[Items listed in a dataset]
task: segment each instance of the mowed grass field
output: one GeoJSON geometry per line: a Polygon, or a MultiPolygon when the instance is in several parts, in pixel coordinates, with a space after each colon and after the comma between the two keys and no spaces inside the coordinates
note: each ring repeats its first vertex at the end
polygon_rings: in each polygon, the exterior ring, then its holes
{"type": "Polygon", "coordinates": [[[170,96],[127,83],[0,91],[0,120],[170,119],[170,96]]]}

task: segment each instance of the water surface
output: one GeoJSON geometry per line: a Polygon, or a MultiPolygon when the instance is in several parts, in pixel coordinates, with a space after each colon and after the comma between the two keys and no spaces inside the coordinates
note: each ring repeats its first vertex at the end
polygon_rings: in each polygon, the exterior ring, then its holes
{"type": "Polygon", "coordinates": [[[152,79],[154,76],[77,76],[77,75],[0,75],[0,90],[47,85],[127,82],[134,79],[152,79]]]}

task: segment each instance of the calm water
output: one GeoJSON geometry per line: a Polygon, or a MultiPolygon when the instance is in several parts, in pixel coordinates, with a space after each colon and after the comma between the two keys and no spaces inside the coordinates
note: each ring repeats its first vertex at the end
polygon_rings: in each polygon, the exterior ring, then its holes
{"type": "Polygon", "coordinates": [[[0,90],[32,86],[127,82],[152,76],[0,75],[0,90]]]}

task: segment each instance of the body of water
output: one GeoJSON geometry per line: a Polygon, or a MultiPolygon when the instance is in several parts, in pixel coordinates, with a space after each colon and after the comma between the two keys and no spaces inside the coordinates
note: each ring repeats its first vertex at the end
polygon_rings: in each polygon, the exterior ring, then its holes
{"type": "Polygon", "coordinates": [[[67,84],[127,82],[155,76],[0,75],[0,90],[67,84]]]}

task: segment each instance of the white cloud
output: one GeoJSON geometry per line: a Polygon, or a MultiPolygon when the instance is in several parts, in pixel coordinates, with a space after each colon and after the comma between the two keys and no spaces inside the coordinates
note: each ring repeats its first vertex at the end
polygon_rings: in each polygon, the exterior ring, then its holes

:: WHAT YOU NEED TO DO ::
Copy every line of the items above without any changes.

:: THE REPLY ::
task: segment each instance of the mowed grass field
output: one GeoJSON geometry per line: a Polygon, or a MultiPolygon when the instance is in several parts, in pixel coordinates, with a space after each colon and after the comma between the two keys and no spaces inside the coordinates
note: each ring repeats its first vertex at the end
polygon_rings: in each polygon, the exterior ring, then its holes
{"type": "Polygon", "coordinates": [[[170,96],[127,83],[0,91],[0,120],[170,119],[170,96]]]}

task: segment each instance of the water surface
output: one GeoJSON geometry per line: a Polygon, or a MultiPolygon when the instance is in several parts, in pixel coordinates, with a space after each colon and after the comma between the two keys and no spaces inside the coordinates
note: each ring repeats its first vertex at the end
polygon_rings: in each polygon, the exterior ring, then its holes
{"type": "Polygon", "coordinates": [[[152,79],[154,76],[77,76],[77,75],[0,75],[0,90],[47,85],[127,82],[134,79],[152,79]]]}

task: segment each instance of the calm water
output: one GeoJSON geometry per line: a Polygon, or a MultiPolygon when the instance is in several parts, in pixel coordinates, with a space after each colon and after the comma between the two keys and no spaces inside the coordinates
note: each ring repeats its first vertex at the end
polygon_rings: in each polygon, the exterior ring, then its holes
{"type": "Polygon", "coordinates": [[[0,90],[32,86],[127,82],[152,76],[0,75],[0,90]]]}

task: segment each instance of the body of water
output: one GeoJSON geometry per line: a Polygon, or a MultiPolygon when the instance is in several parts, in pixel coordinates, with a space after each colon and after the comma between the two keys and no spaces inside the coordinates
note: each ring repeats its first vertex at the end
polygon_rings: in each polygon, the exterior ring, then its holes
{"type": "Polygon", "coordinates": [[[67,84],[127,82],[155,76],[0,75],[0,90],[67,84]]]}

task: segment each instance of the white cloud
output: one GeoJSON geometry per line: a Polygon, or a MultiPolygon when the instance is in several parts, in pixel coordinates, with a space after each colon and after the comma between the two keys and no spaces inside the coordinates
note: each ring repeats its first vertex at the end
polygon_rings: in each polygon, the exterior ring, then its holes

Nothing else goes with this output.